Texto fornecido:
____
Palavras-chave: José Saramago, romance português, literatura e teologia
Abstract:
This paper argues that God, as a character of José Saramago’s novel The Gospel according to Jesus Christ, expresses the modern world hybris, in its unfair logic of power, that supposes politics to be the highest achievement of human life.
Key words: José Saramago, portuguese novel, literature and theologyEscrevendo no início dos anos 1980, Josef Imbach, professor da Pontifícia Faculdade Teológica São Boaventura, de Roma, afirmava que, numa visão de conjunto da literatura contemporânea, fica claro o interesse de muitos escritores pelo Jesus histórico e, ao mesmo tempo, uma acentuada indiferença, ou mesmo oposição, ao Cristo da fé, tal qual anunciado pelas Igrejas cristãs. Mais ainda, observava que “acontece, pois, freqüentemente que Jesus seja apenas o objeto indireto do tratamento literário, na medida em que os autores falam, por exemplo, dos possíveis efeitos ou ainda da falta de efeitos da sua mensagem”. (IMBACH, 1983, p. 77)
____
Complete o seguinte:
**A.** Em que instituição Josef Imbach era professor, segundo o texto fornecido?
**B.** De acordo com o texto fornecido, por que Jesus muitas vezes é apenas o objeto indireto do tratamento literário?
**C.** Copie do texto fornecido o trecho que começa com as palavras "Palavras-chave: José Saramago, romance" e termina com "of human life.".
As linhas a seguir vêm de outra fonte.
____
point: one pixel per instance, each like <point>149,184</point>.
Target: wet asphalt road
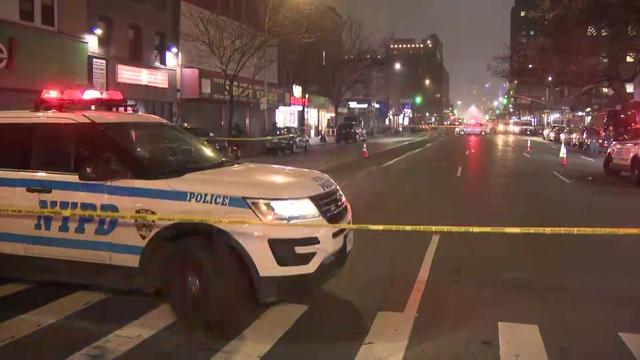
<point>411,295</point>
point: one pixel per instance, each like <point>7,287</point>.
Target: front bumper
<point>275,288</point>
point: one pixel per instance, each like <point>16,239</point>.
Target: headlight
<point>271,211</point>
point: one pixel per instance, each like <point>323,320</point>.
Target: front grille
<point>332,205</point>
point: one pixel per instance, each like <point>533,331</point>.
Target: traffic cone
<point>563,155</point>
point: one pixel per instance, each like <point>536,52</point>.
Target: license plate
<point>348,239</point>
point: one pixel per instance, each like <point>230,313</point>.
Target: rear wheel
<point>608,167</point>
<point>208,286</point>
<point>635,171</point>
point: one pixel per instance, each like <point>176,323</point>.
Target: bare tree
<point>234,49</point>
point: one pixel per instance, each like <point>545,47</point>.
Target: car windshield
<point>320,179</point>
<point>165,150</point>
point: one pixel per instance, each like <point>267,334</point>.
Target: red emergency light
<point>57,98</point>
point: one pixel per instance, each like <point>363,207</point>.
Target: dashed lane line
<point>127,337</point>
<point>258,338</point>
<point>27,323</point>
<point>520,341</point>
<point>389,334</point>
<point>562,177</point>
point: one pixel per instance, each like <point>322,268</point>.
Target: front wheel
<point>208,286</point>
<point>608,167</point>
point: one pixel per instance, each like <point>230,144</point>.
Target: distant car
<point>231,152</point>
<point>566,135</point>
<point>624,155</point>
<point>554,133</point>
<point>472,129</point>
<point>349,132</point>
<point>287,139</point>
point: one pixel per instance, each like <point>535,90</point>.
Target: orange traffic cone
<point>563,155</point>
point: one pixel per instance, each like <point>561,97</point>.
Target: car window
<point>53,148</point>
<point>15,146</point>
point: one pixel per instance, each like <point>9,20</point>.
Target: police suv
____
Respostas dos exercícios:
**A.** Na Pontifícia Faculdade Teológica São Boaventura, de Roma.

**B.** Porque os autores falam, por exemplo, dos possíveis efeitos ou ainda da falta de efeitos da mensagem de Jesus.

**C.**
Palavras-chave: José Saramago, romance português, literatura e teologia
Abstract:
This paper argues that God, as a character of José Saramago’s novel The Gospel according to Jesus Christ, expresses the modern world hybris, in its unfair logic of power, that supposes politics to be the highest achievement of human life.